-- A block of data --
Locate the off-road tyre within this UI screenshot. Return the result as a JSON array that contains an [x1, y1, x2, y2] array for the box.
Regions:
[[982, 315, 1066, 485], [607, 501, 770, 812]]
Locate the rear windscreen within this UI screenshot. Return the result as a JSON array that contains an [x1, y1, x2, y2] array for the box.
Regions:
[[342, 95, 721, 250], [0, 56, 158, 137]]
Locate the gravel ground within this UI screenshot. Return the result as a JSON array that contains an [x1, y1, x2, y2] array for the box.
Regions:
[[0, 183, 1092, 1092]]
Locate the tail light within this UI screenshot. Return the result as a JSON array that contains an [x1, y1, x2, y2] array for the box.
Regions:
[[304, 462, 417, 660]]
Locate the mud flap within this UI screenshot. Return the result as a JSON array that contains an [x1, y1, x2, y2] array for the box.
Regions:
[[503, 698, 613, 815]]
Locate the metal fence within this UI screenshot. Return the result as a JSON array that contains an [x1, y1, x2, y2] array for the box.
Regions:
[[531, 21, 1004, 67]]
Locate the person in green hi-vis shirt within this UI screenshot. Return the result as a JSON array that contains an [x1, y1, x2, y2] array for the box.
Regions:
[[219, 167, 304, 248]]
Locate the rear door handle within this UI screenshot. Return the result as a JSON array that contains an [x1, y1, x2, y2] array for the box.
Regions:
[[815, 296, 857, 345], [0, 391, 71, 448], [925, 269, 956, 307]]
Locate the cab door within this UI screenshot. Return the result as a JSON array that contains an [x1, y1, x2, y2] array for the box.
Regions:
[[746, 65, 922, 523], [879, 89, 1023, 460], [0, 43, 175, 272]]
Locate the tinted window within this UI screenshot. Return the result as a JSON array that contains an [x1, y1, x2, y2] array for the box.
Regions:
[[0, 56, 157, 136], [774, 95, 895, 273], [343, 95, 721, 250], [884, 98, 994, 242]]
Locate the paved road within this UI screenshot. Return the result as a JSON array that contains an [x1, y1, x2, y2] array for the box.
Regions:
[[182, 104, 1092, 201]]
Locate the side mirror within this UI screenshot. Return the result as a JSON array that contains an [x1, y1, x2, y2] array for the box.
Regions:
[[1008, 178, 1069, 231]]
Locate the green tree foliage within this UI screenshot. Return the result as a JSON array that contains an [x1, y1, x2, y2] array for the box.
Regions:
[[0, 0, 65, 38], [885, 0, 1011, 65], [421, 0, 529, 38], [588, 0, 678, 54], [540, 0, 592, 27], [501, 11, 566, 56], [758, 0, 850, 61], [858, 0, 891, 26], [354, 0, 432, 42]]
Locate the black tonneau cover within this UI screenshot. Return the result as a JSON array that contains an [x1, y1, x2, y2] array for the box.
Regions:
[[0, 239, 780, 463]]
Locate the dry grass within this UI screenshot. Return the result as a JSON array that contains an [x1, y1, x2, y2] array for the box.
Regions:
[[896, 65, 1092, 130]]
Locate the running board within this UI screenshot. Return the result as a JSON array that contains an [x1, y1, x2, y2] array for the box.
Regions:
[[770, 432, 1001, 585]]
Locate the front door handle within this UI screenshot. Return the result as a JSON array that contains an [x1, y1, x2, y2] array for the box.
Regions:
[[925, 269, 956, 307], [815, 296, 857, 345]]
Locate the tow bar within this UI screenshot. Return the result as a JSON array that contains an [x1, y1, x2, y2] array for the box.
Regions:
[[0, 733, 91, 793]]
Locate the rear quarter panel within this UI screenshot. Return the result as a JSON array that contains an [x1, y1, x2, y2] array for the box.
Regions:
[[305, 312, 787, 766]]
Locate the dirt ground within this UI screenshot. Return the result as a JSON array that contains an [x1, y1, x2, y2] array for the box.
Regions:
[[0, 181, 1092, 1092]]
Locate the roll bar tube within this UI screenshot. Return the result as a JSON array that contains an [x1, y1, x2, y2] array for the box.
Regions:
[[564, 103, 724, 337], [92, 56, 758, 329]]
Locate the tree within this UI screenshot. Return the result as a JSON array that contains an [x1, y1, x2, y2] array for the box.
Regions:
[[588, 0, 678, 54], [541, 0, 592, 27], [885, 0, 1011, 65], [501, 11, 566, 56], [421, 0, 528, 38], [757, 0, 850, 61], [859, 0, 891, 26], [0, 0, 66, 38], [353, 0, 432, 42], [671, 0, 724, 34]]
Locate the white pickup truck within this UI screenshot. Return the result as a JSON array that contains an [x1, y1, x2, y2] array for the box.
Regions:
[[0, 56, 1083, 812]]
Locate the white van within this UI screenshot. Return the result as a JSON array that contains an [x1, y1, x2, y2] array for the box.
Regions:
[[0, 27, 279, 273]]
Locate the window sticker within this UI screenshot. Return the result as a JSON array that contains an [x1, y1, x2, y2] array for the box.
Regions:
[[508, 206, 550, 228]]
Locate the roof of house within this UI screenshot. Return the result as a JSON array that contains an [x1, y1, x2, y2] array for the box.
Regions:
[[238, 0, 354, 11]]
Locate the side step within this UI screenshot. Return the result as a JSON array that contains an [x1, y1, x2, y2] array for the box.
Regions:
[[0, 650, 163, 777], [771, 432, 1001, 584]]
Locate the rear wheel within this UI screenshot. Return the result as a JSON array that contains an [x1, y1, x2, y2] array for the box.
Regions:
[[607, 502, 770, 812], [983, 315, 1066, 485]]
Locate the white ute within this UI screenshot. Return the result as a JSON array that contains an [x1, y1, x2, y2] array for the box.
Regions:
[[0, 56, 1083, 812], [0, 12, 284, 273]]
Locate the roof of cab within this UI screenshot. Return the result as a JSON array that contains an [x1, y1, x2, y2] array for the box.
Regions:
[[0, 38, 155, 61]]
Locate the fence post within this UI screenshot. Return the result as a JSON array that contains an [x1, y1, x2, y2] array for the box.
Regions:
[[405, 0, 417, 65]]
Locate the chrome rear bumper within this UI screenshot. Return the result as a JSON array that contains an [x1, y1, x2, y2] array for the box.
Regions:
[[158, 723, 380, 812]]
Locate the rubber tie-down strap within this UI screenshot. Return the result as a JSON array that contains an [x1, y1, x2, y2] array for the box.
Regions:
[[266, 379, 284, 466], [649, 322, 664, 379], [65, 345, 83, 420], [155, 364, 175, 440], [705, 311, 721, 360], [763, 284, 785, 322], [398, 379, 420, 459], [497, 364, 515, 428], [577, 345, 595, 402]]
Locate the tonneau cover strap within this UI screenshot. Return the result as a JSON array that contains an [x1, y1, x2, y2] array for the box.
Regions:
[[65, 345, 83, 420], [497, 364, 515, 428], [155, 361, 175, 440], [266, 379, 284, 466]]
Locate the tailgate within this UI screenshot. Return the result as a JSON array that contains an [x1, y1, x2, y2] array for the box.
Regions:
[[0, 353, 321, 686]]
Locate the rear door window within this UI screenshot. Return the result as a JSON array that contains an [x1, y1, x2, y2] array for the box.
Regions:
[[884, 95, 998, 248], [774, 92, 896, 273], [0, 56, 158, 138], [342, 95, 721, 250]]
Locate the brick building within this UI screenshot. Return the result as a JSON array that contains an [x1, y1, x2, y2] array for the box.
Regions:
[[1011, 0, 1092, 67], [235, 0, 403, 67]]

-- Your task --
Change every instance of "UI screenshot" in the records above to "screen capture", and leave every other part of the lines as it is.

-- Completed exercise --
Locate the off-road tyre within this screen capture. Return the result as a JSON array that contains an [x1, y1, x2, y2] array for the box.
Regions:
[[982, 315, 1066, 485], [607, 501, 770, 812]]
Locate the rear windscreen within this screen capture. Return the result as a JSON array that contains an [x1, y1, x2, y2] array for the box.
Regions:
[[342, 95, 721, 250], [0, 56, 158, 137]]
Locate the gravel ground within this screen capture. Return the result as a JSON array that contains an [x1, y1, x2, y2] array for the box.
Regions:
[[0, 183, 1092, 1092]]
Locate the tail light within this screen capture. Return the result as a JSON array that contains an [x1, y1, x2, y2] array for the box.
Regions:
[[304, 462, 417, 660]]
Locate the mud flap within this screen capture. Return the result as a JSON array that contains an [x1, y1, x2, y2] array for the box.
Regions:
[[503, 698, 613, 815]]
Locate the metal fence within this screen capture. Return the result as a JSON array that contains an [x1, y1, x2, y2] array for the box.
Regions:
[[531, 21, 1004, 67]]
Locate the person in green hi-vis shirt within this screen capture. Return the result as a JSON array that contains an [x1, y1, x2, y2] array for the box.
Regions:
[[219, 167, 304, 248]]
Locate the rear door handle within this screen capture. Return the result as a JSON array that contains an [x1, y1, x2, y2] array for the box.
Regions:
[[815, 296, 857, 345], [0, 391, 71, 448], [925, 269, 956, 307]]
Locate the cab door within this screen capture. Return the result as a JSON array that contains an [x1, y1, x2, y2] array for the box.
Regions:
[[746, 65, 922, 523], [879, 89, 1023, 460], [0, 43, 175, 272]]
Locate the tinted window within this screen capture. Return the result as a JSON array that contains an [x1, y1, x2, y2] array for the box.
Regions:
[[0, 56, 157, 136], [774, 95, 895, 273], [343, 95, 721, 250], [884, 98, 994, 242]]
Locate the paved road within this screen capture. Return the result as a JSON array that contains an [x1, y1, x2, y2] array for the box.
Regions:
[[182, 104, 1092, 201]]
Locate the side mirror within this screen capture. Return the result as a JSON array that contains an [x1, y1, x2, y2] array for the box.
Regions:
[[1008, 178, 1069, 231]]
Locate the green tree foliage within this screen capture. Return the result as a JSON array that contains an [x1, y1, x2, y2] array for the box.
Regions:
[[0, 0, 65, 38], [885, 0, 1011, 65], [421, 0, 529, 38], [588, 0, 678, 54], [540, 0, 592, 27], [501, 11, 566, 56], [758, 0, 850, 61], [858, 0, 891, 26], [354, 0, 432, 42]]
Locate the black tonneau cover within this screen capture. Return the result as a JSON array that contains an [x1, y1, x2, y2] array for the box.
Regions:
[[0, 239, 780, 463]]
Locate the dry grass within this screen capture. Return the result as a JSON array that contains an [x1, y1, x2, y2] array for the box.
Regions:
[[896, 65, 1092, 130]]
Locate the running board within this screen capture. Return the result as a JSON array that contains an [x1, y1, x2, y2] array for the box.
Regions:
[[770, 432, 1001, 585]]
Locate the front door handle within this screen capture. Return the result as a JSON array that contains an [x1, y1, x2, y2] array for the box.
Regions:
[[925, 269, 956, 307], [815, 296, 857, 345]]
Locate the tow bar within this screen capture. Return the result as a JSON array that contains an [x1, y1, x2, y2] array for the box.
Regions:
[[0, 733, 91, 793]]
Locate the rear quarter panel within this screen capture. Return the result as a JSON array that contains an [x1, y1, x2, y2] array for the box.
Regions:
[[305, 312, 787, 766]]
Locate the dirt ground within this screen capture. Return the result as a JSON array that contains an [x1, y1, x2, y2] array for the box.
Regions:
[[0, 181, 1092, 1092]]
Locate the roll bar tube within this screen capture. Return the result as a JSON array that contains an [x1, y1, x2, y2] array for the box.
Regions:
[[564, 103, 724, 337], [92, 56, 758, 329]]
Locate the tree within this screen capture. Return the result as a JSON array that contains an [x1, y1, x2, y2] array for the box.
Regions:
[[588, 0, 678, 54], [541, 0, 592, 27], [885, 0, 1011, 65], [501, 11, 566, 56], [421, 0, 528, 38], [757, 0, 850, 61], [859, 0, 891, 26], [0, 0, 66, 38], [353, 0, 432, 42], [671, 0, 724, 34]]
Locate the white pickup truck within this screen capture. Return the result as a JSON array that contains an [x1, y1, x2, y2] array for the box.
Regions:
[[0, 56, 1083, 812]]
Locate the white van within this screen capture. Return the result as a JSON array that contains an [x1, y1, x2, y2] array for the box.
Regions:
[[0, 27, 279, 273]]
Locate the window sticker within this screen capture. Return the result as a JSON array that contains an [x1, y1, x2, y2] array for the box.
Regions:
[[508, 206, 550, 228]]
Locate the roof of house within this screen capture. Return the result as a JSON array that contains an [x1, y1, x2, y2] array for the box.
Regions:
[[238, 0, 354, 11]]
Locate the side step within this screen capture. Return the result as a JSON array that contains an [x1, y1, x2, y2] array for the box.
Regions:
[[0, 650, 163, 777], [771, 432, 1001, 584]]
Locate the rear wheel within this screen capture. Return the result as a JSON array that contains an [x1, y1, x2, y2] array for the box.
Regions:
[[607, 502, 770, 812], [983, 315, 1066, 485]]
Locate the white ute within this screen capture. Return the result as a JSON array that contains an [x1, y1, x2, y2] array for the box.
Regions:
[[0, 56, 1083, 812], [0, 12, 284, 273]]
Locate the roof of cab within this screen capture. Return the result as a JSON array that contains an [x1, y1, x2, y2] array for the box.
Regions:
[[0, 38, 155, 61]]
Locate the fence post within this screen capture. Return the result as a JSON array that contains an [x1, y1, x2, y2] array for the box.
Regions:
[[405, 0, 417, 65]]
Locate the chrome rear bumper within this screen capture. Return the result as a JSON array that contains an [x1, y1, x2, y2] array for the box.
Regions:
[[158, 723, 380, 812]]
Locate the rubber tie-down strap within this screen capture. Return the result as a JSON array that contains an [x1, y1, x2, y2] array for the box.
Regions:
[[266, 379, 284, 466], [649, 322, 664, 379], [65, 345, 83, 420], [155, 364, 175, 440], [705, 311, 721, 360], [763, 284, 785, 322], [398, 379, 420, 459], [497, 364, 515, 428], [577, 345, 595, 402]]
Locate the tonneau cover strap within this screen capture. Return the result as a JSON array that contains an [x1, y1, x2, y2] array for the box.
Regions:
[[65, 345, 83, 420], [497, 364, 515, 428], [155, 361, 175, 440], [266, 379, 284, 466]]
Locate the tailgate within this screen capture. Return the result as a JSON array that contains an [x1, y1, x2, y2] array for the box.
Regions:
[[0, 353, 321, 686]]
Locate the rear door window within this screen capture. Return the result as a JSON array that contains an [x1, y1, x2, y2] array for the box.
Regions:
[[884, 95, 998, 248], [774, 92, 896, 273], [0, 56, 158, 138], [342, 95, 721, 250]]
Locate the brick building within this screen capture. Return the result as a JSON array that contains an [x1, y1, x2, y2] array for the box.
Regions:
[[1011, 0, 1092, 67], [235, 0, 403, 67]]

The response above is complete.